PASSAGE TO READ:
Segment Open

The program will culminate with a virtual summit with youth who participated in similar programs in New Brunswick, the Ottawa Valley and Alberta.
There is no cost to participants.
Why Fisher Bay?
The Fisher Bay Stewardship Summit, in addition to being the capstone event of the 2021-22 Canadian Wilderness Stewardship Program, also offers a unique opportunity to connect youth to the Fisher River Cree Nation Conservation Areas Initiative, allowing them to learn what conservation work looks like in action.
As an Indigenous-led partnership spearheaded by Fisher River Cree Nation (FRCN) and supported by Peguis First Nation and CPAWS Manitoba, the FRCN Conservation Areas Initiative represents a collaborative, leading-edge approach to wilderness conservation.
The land surrounding Fisher Bay is remarkably undisturbed despite its relative short distance from urban, industrial and agricultural development. Every shoreline provides glimpses of the thriving biological diversity found here.
Expansive beaches line both mainland and islands. Fresh tracks are left in the sand by wolves, moose, foxes and bears passing in and out of old growth forests. Water birds continually wing by, travelling from nesting colonies to feeding grounds while songbirds bring the canopy to life with their calls. The lands and waters offer habitat for rare, threatened and endangered species including little brown bats, piping plovers, golden-winged warblers, shortjaw cisco, swamp pink and round-leaved bog orchid.
Our partners in Fisher River Cree Nation play a strong role in promoting stewardship and conservation of the region’s natural landscapes, and traditional knowledge will be prominent in many of the learning opportunities.
What Covid-19 Safety Measures Will Be in Place?

Segment Closed

[Saved entries]
Segment Open

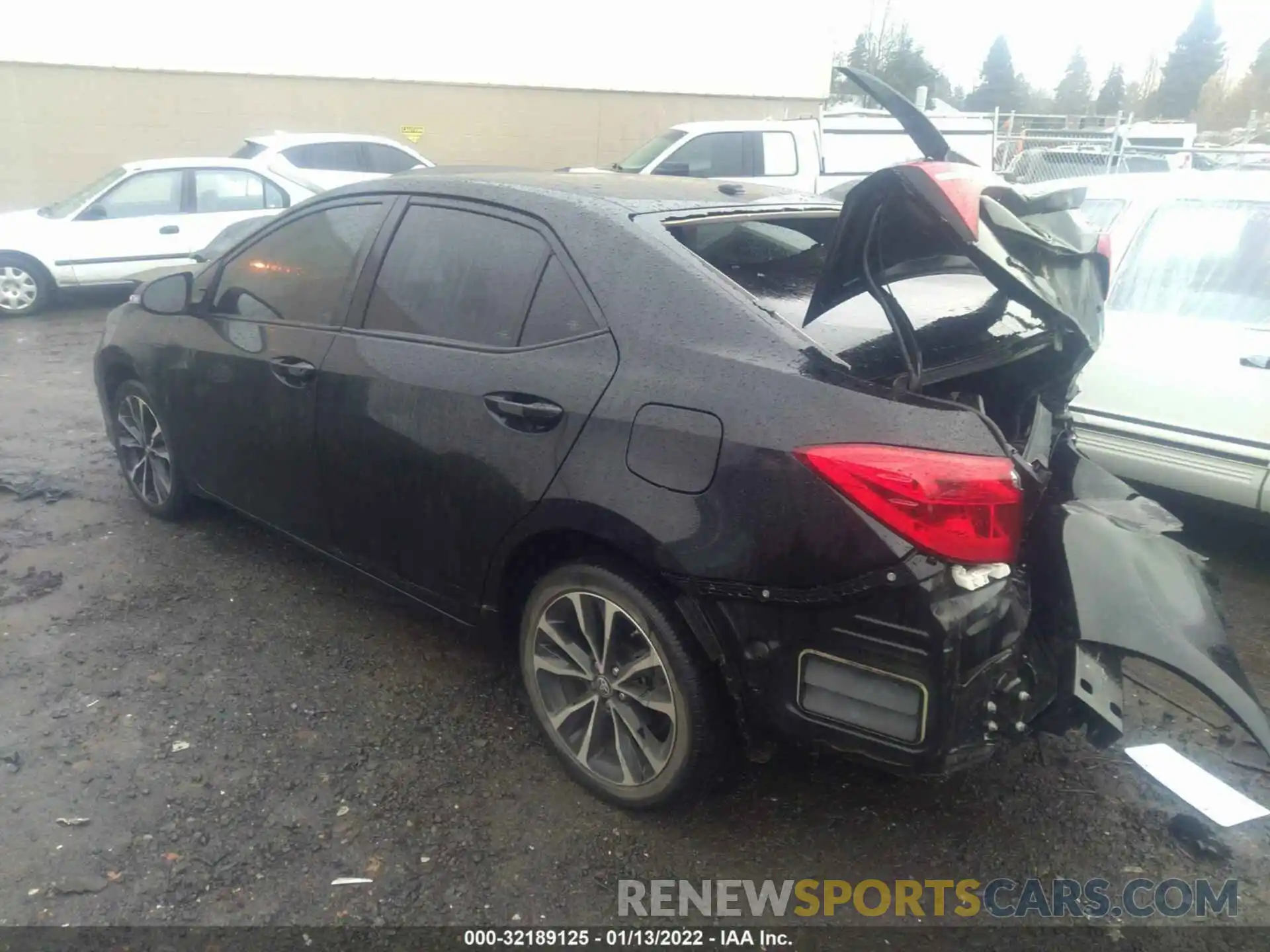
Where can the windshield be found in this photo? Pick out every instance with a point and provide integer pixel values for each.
(1206, 260)
(230, 237)
(248, 150)
(73, 204)
(650, 151)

Segment Closed

Using the passage on the Fisher Bay Stewardship Summit, state whether each statement agrees with it: (a) Participants must pay a fee to take part in the program. (b) Peguis First Nation supports the FRCN Conservation Areas Initiative. (c) The program ends with an in-person summit. Answer each with yes or no and quote the words that decide it.

EXERCISE ANSWER:
(a) No: "There is no cost to participants."
(b) Yes: "supported by Peguis First Nation and CPAWS Manitoba"
(c) No: "The program will culminate with a virtual summit"